Dataset entries:
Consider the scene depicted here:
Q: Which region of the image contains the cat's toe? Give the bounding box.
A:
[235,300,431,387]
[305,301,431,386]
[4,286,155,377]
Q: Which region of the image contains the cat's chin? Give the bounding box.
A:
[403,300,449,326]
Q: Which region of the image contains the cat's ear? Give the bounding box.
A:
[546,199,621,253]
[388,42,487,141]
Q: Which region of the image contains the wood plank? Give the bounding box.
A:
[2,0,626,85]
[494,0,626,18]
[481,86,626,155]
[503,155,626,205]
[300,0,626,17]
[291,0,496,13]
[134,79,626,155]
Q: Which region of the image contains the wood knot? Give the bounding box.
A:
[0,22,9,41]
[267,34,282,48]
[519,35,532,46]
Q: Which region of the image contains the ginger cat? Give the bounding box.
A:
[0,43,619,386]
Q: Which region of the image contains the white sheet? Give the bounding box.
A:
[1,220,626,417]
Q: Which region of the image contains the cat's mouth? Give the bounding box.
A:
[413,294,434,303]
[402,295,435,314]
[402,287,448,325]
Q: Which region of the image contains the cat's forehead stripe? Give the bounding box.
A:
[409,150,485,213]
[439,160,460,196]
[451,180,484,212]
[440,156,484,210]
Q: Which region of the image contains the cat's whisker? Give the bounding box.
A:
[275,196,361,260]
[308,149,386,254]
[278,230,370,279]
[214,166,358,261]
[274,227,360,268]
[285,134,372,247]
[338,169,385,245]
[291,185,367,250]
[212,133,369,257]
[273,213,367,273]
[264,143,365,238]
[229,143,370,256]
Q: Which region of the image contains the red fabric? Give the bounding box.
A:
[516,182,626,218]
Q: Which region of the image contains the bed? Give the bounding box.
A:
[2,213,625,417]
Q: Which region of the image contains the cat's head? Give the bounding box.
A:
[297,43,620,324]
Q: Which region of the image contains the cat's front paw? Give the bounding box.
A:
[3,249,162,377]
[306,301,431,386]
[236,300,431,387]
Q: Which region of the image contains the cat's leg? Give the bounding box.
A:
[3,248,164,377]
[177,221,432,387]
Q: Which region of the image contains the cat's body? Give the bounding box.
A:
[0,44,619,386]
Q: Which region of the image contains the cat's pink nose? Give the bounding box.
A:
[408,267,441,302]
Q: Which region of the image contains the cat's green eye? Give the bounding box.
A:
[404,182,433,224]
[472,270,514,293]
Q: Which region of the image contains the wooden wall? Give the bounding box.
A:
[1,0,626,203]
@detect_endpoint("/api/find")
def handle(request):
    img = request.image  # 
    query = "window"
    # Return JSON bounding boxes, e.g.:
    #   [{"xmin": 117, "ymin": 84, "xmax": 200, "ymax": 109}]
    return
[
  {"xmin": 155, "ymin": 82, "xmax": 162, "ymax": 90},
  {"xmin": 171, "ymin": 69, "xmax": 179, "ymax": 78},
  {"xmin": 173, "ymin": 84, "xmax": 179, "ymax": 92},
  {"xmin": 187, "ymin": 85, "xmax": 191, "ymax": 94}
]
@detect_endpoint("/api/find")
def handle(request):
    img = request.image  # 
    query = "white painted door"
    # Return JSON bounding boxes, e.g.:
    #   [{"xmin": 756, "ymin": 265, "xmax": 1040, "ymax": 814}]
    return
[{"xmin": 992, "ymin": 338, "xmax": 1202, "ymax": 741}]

WHAT TO WORK ON
Copy every line from the records that holds the string "query".

OUTPUT OF THE EXERCISE
    query = "window"
    query = "white painted door"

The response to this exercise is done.